EXERCISE MATERIALS:
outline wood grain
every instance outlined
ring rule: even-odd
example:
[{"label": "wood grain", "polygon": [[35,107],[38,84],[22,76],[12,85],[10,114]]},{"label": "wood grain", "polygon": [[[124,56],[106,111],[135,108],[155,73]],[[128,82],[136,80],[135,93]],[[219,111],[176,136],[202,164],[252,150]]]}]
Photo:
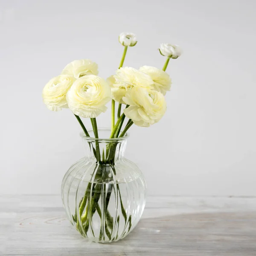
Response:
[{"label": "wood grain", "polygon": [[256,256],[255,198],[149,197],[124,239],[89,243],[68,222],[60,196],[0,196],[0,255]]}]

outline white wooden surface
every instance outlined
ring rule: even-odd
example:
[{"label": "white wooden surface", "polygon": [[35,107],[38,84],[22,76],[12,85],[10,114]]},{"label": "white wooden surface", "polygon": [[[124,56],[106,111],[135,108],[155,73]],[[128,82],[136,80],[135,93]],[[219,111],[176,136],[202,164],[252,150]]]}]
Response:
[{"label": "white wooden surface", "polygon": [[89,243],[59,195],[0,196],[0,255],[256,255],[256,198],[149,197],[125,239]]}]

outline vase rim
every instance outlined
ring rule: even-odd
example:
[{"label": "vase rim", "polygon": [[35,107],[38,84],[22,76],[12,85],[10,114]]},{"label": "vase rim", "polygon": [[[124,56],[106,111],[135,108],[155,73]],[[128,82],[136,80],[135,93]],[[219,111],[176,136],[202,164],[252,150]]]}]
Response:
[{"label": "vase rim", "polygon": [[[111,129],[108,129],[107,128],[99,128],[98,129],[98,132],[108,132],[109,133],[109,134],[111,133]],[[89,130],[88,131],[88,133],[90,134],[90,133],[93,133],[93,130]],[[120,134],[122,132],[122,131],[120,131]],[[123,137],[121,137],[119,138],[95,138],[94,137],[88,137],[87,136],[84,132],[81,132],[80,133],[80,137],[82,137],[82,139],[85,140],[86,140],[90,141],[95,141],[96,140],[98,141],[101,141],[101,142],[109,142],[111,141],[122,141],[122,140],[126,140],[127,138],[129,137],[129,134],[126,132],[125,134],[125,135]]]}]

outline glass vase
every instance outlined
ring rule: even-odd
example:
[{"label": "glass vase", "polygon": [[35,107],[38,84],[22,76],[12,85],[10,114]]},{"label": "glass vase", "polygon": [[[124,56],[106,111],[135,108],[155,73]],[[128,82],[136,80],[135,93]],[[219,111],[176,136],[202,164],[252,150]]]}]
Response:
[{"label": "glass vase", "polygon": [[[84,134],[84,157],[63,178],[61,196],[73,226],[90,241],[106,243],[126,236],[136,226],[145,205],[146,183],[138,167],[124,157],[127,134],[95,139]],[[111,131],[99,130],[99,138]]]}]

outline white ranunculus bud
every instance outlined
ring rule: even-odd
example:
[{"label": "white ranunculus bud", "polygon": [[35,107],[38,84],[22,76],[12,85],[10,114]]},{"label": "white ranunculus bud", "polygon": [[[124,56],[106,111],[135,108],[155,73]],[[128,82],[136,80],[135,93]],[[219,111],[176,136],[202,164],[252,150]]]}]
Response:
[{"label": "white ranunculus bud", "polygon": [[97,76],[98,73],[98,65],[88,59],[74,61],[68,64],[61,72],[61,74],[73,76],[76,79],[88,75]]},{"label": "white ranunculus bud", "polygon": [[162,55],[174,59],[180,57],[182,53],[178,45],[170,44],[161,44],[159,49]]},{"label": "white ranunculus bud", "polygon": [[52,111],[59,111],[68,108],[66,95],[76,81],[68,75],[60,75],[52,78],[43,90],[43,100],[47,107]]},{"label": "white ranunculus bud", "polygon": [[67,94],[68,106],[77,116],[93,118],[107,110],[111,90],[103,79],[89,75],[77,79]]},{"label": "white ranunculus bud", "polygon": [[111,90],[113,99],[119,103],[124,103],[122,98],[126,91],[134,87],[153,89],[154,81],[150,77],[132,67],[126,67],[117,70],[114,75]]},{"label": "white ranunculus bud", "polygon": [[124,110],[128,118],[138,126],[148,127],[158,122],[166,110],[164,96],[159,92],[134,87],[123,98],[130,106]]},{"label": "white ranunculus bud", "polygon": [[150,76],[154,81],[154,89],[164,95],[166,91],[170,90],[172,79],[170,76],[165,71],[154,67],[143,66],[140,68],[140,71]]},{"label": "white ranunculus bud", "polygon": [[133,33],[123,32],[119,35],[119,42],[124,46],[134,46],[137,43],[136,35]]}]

AIM OF THE EXERCISE: Gather every line in the records above that contains the word "wooden" and copy each one out in full.

OUTPUT OF THE EXERCISE:
outline white wooden surface
[{"label": "white wooden surface", "polygon": [[35,107],[38,84],[22,76],[12,85],[10,114]]},{"label": "white wooden surface", "polygon": [[[124,56],[106,111],[135,108],[155,73]],[[128,82],[136,80],[135,93]],[[219,111],[176,136],[202,164],[252,150]]]}]
[{"label": "white wooden surface", "polygon": [[89,243],[59,195],[0,196],[0,255],[256,255],[256,198],[149,197],[125,239]]}]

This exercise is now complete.